_Request_
Render the data below as a numbered list, omitting any blank lines.

_Provided information_

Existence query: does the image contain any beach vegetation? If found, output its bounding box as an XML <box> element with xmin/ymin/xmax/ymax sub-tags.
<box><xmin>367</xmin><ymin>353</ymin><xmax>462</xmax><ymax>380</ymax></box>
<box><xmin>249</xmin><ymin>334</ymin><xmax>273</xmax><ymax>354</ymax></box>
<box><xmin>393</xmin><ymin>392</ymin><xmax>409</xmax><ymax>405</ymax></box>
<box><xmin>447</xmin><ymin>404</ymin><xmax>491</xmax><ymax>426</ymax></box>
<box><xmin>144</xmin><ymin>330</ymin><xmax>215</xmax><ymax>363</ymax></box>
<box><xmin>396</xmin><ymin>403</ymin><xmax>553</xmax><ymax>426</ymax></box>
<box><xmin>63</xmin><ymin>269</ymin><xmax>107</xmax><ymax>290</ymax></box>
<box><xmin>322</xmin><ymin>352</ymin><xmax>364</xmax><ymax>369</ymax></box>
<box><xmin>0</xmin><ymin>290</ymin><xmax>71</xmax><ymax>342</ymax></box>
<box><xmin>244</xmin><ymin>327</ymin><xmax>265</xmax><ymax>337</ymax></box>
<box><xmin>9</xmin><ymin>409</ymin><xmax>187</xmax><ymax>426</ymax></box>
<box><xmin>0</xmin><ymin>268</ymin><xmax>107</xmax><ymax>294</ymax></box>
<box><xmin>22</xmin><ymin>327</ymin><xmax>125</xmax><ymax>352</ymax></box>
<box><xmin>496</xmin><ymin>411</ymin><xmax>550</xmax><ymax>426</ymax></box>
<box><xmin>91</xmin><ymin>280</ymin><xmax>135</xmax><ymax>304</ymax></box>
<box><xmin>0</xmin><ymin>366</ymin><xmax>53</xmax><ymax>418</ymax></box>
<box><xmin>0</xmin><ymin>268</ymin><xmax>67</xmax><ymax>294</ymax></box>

_Solution below_
1. Existence query: does the image contain any beach vegetation? If found, output its bounding box as an XML <box> element with xmin/ymin/xmax/ymax sub-tags.
2. <box><xmin>367</xmin><ymin>353</ymin><xmax>462</xmax><ymax>380</ymax></box>
3. <box><xmin>249</xmin><ymin>334</ymin><xmax>273</xmax><ymax>354</ymax></box>
4. <box><xmin>393</xmin><ymin>392</ymin><xmax>409</xmax><ymax>405</ymax></box>
5. <box><xmin>447</xmin><ymin>404</ymin><xmax>491</xmax><ymax>426</ymax></box>
6. <box><xmin>144</xmin><ymin>330</ymin><xmax>215</xmax><ymax>363</ymax></box>
7. <box><xmin>396</xmin><ymin>403</ymin><xmax>553</xmax><ymax>426</ymax></box>
8. <box><xmin>63</xmin><ymin>269</ymin><xmax>107</xmax><ymax>290</ymax></box>
9. <box><xmin>322</xmin><ymin>352</ymin><xmax>364</xmax><ymax>369</ymax></box>
10. <box><xmin>0</xmin><ymin>290</ymin><xmax>71</xmax><ymax>342</ymax></box>
11. <box><xmin>244</xmin><ymin>327</ymin><xmax>265</xmax><ymax>337</ymax></box>
12. <box><xmin>9</xmin><ymin>409</ymin><xmax>187</xmax><ymax>426</ymax></box>
13. <box><xmin>0</xmin><ymin>268</ymin><xmax>107</xmax><ymax>294</ymax></box>
14. <box><xmin>22</xmin><ymin>327</ymin><xmax>125</xmax><ymax>352</ymax></box>
15. <box><xmin>496</xmin><ymin>411</ymin><xmax>550</xmax><ymax>426</ymax></box>
16. <box><xmin>91</xmin><ymin>280</ymin><xmax>135</xmax><ymax>304</ymax></box>
17. <box><xmin>0</xmin><ymin>366</ymin><xmax>53</xmax><ymax>418</ymax></box>
18. <box><xmin>0</xmin><ymin>268</ymin><xmax>67</xmax><ymax>294</ymax></box>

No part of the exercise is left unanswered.